GIVEN PROBLEM: Please convert the rows from the line with "One point belongs on each instance of the air" through the end of the rows into a two-column CSV headed instruction and points. Give one line per row, with each row's text and its answer each in a single quoted field and line breaks replaced by spaces.

— BEGIN —

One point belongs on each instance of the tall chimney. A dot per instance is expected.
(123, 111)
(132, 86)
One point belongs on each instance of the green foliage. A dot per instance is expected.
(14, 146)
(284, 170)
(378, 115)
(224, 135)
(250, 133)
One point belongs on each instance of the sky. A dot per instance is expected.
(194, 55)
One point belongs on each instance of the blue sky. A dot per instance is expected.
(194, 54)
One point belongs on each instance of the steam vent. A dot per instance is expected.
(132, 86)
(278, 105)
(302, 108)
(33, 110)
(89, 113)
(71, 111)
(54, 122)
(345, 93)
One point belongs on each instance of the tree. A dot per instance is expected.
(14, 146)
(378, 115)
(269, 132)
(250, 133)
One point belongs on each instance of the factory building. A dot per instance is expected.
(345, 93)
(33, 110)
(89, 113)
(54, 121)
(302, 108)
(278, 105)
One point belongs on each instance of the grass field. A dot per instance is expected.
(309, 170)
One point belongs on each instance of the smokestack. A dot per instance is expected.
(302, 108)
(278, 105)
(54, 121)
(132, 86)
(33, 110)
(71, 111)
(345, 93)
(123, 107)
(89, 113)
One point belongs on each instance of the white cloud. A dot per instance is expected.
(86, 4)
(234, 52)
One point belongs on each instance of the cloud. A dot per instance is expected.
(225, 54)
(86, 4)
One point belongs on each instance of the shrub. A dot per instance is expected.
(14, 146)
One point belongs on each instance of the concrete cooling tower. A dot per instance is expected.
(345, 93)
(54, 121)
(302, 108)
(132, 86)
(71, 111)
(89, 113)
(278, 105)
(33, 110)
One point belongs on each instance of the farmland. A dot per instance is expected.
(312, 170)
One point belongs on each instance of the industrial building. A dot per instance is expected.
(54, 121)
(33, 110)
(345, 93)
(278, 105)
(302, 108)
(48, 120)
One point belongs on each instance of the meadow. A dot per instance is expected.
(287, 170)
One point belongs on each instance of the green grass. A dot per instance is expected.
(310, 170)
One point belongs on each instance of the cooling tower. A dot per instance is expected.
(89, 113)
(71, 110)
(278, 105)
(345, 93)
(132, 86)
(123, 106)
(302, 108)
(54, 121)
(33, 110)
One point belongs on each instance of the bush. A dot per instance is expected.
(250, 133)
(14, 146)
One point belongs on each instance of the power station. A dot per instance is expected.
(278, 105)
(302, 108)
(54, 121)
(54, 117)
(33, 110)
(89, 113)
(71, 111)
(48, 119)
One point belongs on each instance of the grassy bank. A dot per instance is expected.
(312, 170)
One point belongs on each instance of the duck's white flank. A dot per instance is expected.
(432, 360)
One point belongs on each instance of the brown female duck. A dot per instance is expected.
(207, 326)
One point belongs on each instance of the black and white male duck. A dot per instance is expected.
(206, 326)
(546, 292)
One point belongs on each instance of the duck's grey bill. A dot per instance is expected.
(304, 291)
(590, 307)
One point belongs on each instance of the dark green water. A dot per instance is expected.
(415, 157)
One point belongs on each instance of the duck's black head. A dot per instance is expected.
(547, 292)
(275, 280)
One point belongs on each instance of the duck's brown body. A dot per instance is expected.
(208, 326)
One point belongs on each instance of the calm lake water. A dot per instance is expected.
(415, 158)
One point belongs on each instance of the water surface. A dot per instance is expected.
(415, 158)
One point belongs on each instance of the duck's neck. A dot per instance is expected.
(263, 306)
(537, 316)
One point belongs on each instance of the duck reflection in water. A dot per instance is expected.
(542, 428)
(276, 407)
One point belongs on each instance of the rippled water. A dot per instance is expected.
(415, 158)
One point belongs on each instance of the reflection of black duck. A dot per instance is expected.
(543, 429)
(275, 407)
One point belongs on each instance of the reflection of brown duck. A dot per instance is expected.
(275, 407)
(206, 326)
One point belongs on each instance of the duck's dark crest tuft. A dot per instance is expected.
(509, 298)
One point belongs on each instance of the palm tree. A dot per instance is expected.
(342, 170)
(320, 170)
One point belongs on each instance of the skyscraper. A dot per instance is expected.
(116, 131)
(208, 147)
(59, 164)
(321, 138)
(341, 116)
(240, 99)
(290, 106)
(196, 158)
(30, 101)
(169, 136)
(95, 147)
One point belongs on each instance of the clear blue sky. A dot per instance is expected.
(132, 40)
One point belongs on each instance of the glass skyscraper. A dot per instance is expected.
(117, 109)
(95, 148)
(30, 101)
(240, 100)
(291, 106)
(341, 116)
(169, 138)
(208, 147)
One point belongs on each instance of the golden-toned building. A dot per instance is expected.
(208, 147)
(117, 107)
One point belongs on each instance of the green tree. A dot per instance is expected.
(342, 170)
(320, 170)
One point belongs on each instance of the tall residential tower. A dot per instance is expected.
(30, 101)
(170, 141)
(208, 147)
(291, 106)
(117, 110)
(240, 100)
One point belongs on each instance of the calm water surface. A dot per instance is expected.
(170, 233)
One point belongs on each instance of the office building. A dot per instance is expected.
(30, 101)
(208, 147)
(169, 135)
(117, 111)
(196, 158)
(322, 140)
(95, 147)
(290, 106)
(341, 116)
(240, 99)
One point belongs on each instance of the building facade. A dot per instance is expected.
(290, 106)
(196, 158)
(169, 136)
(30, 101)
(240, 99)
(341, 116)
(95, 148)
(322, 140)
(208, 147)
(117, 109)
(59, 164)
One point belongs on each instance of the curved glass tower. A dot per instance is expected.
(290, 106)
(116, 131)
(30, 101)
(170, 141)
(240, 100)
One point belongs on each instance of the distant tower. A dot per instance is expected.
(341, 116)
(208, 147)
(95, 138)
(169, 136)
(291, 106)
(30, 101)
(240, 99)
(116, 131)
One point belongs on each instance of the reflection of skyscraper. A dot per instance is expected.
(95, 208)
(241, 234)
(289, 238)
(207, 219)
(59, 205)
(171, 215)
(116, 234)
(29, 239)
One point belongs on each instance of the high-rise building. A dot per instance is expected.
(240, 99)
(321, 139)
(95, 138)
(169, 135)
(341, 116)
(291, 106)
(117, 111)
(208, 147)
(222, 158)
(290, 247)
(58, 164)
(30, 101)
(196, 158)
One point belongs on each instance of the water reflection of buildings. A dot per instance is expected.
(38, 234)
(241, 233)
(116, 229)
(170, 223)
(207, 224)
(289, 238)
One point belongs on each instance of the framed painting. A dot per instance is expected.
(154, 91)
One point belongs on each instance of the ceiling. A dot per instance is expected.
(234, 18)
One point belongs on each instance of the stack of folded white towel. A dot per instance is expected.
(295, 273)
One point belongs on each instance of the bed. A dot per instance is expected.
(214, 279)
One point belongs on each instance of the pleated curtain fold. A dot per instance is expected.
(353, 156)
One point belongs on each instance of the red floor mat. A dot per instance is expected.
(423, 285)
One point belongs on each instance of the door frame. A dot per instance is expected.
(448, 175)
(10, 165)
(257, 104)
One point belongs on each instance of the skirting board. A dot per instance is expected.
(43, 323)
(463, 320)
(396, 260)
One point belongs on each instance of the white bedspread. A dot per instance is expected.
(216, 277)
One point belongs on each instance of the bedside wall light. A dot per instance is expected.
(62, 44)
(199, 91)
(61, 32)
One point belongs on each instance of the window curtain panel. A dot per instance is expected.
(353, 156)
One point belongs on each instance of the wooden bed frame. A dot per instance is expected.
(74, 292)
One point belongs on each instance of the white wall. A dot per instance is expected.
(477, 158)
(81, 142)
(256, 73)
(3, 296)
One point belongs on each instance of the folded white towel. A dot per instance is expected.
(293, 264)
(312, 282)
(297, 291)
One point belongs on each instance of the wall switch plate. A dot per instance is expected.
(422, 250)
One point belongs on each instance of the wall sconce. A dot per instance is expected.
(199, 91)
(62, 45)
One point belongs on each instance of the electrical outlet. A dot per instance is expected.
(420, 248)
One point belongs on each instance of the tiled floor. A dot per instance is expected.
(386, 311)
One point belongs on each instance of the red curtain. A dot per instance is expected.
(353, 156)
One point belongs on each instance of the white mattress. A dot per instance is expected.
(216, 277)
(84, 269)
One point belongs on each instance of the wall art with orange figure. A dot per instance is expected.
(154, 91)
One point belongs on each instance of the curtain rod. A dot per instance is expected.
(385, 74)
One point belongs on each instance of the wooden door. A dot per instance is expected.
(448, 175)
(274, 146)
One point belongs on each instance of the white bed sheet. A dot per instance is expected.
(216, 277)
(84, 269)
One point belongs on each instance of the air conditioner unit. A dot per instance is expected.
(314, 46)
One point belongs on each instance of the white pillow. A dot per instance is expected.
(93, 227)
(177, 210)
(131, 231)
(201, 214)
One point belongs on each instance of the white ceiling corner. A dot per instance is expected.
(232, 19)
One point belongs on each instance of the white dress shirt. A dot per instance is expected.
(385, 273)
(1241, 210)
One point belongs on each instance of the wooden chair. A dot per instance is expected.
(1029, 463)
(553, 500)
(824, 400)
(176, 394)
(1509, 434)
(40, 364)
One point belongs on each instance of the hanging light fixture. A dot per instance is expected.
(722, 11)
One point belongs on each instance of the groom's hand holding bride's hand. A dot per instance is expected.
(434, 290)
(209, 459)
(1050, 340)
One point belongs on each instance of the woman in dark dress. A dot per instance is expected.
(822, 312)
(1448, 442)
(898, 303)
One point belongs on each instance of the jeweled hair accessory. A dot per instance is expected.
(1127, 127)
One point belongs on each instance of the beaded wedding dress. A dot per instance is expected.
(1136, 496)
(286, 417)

— END —

FINISHED EXERCISE:
instruction,points
"One point belongs on each instance of the air conditioner unit. A dot per instance is expected.","(314, 46)"
"One point belongs on each instance of the white pillow. A dot per instance is expected.","(93, 227) (177, 210) (131, 231) (201, 214)"
"One point belongs on each instance of the white ceiling corner. A dot per instance is expected.","(232, 19)"
"One point belongs on each instance of the white dress shirt. A dot per instance is expected.","(385, 273) (1241, 210)"
"One point belongs on each instance of the wooden chair. A dot per instance is expected.","(1029, 463) (553, 500) (824, 400) (176, 394) (1509, 434) (40, 364)"
"One point belongs on each instance of the hanging light fixture. A dot per instance is expected.","(722, 11)"
"One point belongs on each instance of the groom's hand holding bride's hand. A dot per instance is expected.","(434, 290) (209, 459) (1050, 340)"
"One point belongs on each instance of the woman in dark dress. A dot per instance is expected.","(822, 312) (1448, 442) (898, 303)"
"One point belongs on each instance of the jeweled hair accessory. A dot per instance is expected.","(1127, 127)"
"One point belongs on each instance of the beaded wedding dress. A dot per instance is expected.","(1136, 496) (286, 417)"